- **TASK TO COMPLETE**
Pull out each line of the material below that contains the string "construction" and copy it in full.

- **PROVIDED MATERIAL**
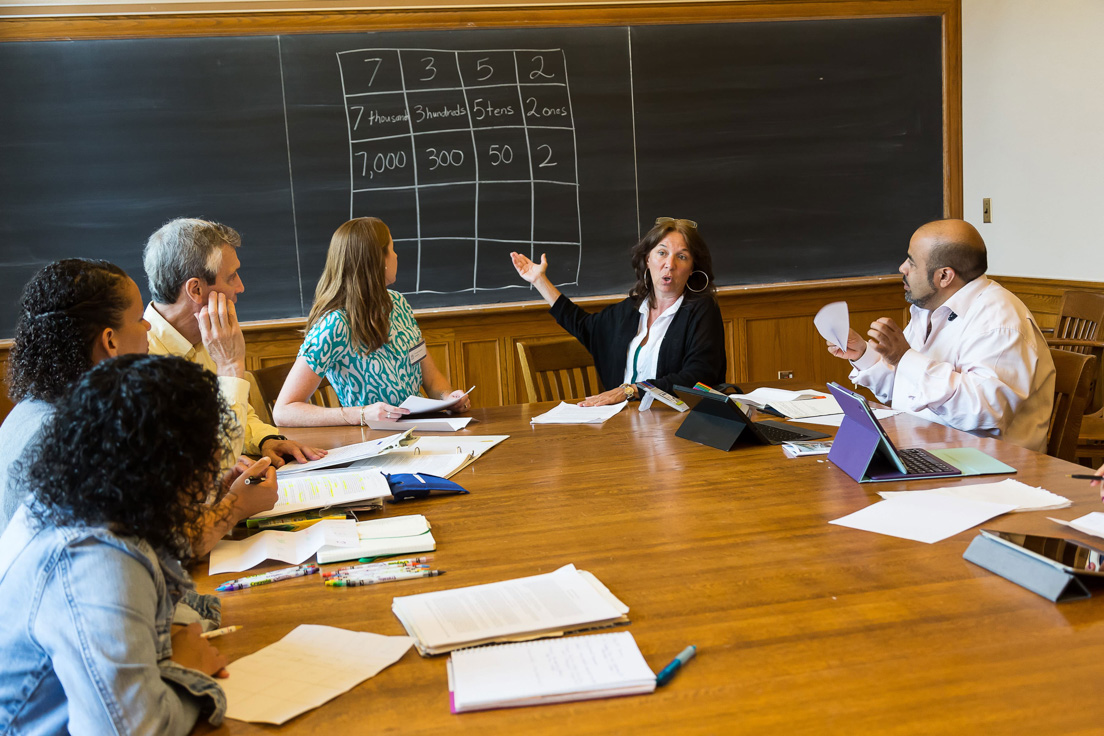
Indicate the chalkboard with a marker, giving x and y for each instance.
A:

* * *

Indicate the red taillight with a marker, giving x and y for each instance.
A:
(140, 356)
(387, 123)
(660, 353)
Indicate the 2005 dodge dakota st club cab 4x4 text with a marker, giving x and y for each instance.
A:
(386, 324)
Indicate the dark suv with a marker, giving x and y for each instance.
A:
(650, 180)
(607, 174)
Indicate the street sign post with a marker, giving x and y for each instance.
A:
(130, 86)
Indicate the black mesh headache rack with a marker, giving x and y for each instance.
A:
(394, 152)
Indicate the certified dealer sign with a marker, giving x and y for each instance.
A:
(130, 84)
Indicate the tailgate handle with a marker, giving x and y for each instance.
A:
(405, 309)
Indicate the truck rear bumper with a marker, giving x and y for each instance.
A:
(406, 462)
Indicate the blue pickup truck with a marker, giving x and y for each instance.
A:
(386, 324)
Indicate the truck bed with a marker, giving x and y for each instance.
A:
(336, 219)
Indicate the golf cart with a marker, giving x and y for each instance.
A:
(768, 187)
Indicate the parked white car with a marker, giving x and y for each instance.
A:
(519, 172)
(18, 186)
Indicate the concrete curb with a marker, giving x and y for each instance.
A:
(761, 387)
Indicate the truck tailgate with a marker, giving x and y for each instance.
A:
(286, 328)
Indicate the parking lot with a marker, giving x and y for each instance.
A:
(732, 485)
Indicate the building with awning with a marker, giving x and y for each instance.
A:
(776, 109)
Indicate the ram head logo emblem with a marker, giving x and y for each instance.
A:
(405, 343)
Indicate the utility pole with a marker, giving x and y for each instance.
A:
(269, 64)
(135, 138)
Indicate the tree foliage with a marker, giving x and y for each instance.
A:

* * *

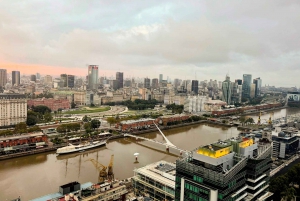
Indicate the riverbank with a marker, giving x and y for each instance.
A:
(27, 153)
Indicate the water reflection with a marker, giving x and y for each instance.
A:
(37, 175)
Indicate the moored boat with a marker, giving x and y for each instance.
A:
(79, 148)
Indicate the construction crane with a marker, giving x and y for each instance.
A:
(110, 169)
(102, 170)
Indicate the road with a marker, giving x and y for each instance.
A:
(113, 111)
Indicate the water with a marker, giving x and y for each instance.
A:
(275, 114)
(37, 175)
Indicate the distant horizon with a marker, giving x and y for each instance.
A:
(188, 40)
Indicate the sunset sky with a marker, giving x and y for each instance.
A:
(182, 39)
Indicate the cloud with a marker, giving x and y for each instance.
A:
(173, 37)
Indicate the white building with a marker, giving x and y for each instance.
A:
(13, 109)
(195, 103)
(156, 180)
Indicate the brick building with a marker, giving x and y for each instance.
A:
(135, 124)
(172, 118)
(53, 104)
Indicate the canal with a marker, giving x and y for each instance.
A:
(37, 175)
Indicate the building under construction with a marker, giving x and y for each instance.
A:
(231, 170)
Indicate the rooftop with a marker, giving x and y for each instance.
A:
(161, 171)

- **WRITTEN REPLY**
Indicate the construction crane with a marker, giving x and y for each instance.
Indicate the building under construction with a marker, giving x and y for each instance.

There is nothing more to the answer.